__The problem__: Copy the entries below word for word, starting at their first line and ending at the line that contains "pixel 221 100", including that line.

┄┄┄┄┄┄┄┄┄┄

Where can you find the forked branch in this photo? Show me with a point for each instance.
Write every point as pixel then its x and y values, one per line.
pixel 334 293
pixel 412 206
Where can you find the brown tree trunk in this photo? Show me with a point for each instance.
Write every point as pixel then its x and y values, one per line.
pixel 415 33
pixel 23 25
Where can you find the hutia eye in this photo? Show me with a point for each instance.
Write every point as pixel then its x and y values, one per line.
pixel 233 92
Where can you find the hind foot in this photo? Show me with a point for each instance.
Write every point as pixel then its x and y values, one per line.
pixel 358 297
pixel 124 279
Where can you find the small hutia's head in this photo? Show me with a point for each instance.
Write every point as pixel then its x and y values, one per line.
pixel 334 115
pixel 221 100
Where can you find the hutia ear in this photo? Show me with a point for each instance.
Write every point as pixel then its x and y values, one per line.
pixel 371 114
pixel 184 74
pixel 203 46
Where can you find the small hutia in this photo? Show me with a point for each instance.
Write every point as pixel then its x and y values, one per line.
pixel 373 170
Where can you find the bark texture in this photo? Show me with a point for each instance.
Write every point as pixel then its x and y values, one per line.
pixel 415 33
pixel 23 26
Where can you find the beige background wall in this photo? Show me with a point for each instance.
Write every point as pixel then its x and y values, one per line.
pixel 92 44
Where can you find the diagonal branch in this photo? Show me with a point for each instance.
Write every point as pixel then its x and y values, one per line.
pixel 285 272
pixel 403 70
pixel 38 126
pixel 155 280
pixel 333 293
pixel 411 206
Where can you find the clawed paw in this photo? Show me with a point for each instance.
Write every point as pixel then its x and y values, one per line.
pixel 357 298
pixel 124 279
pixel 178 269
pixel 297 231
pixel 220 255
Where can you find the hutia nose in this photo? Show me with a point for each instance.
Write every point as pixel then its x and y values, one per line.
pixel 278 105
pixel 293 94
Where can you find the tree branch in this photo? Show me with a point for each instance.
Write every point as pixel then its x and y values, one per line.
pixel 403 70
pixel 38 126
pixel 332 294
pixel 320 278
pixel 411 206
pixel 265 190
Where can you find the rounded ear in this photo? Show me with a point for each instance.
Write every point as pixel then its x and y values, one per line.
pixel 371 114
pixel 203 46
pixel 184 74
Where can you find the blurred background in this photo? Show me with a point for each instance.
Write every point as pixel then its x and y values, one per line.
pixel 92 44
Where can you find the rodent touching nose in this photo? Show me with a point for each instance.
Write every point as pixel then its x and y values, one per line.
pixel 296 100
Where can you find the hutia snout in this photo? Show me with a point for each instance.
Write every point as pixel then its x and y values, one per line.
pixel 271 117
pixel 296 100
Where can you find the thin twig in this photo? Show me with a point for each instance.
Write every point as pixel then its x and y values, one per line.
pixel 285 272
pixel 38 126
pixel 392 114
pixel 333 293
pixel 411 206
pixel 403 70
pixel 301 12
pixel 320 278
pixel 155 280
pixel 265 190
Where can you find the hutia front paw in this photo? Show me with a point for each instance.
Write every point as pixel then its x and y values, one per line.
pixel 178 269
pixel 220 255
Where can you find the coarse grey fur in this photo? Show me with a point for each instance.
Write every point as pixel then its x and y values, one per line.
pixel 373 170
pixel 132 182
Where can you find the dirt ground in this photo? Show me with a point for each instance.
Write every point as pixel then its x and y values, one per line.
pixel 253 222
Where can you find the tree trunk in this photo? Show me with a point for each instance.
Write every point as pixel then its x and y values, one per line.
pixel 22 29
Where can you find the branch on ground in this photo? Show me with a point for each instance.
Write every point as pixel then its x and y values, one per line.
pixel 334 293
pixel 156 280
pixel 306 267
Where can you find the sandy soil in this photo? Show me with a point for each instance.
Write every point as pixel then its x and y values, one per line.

┄┄┄┄┄┄┄┄┄┄

__Response to the task__:
Where can you find the forked branch in this photo? Show me with a point for each instance.
Write every point as pixel then its x and y values, one per line.
pixel 334 293
pixel 412 206
Where can you find the brown tree trunk in this photo? Show me with a point for each instance.
Write every point as pixel then its x and y values, one per line.
pixel 415 33
pixel 23 25
Where can you find the hutia eye in this photo? Show me with a point for each instance.
Write every point as pixel then its x and y values, one per line.
pixel 233 92
Where can you find the hind foot in this photo? Show me with a point for each instance.
Write every point as pixel then its x and y values, one per line.
pixel 358 297
pixel 124 279
Where can you find the small hutia's head in this photo? Show me with a point for each instance.
Write every point as pixel then its x and y values, one per line.
pixel 334 115
pixel 221 100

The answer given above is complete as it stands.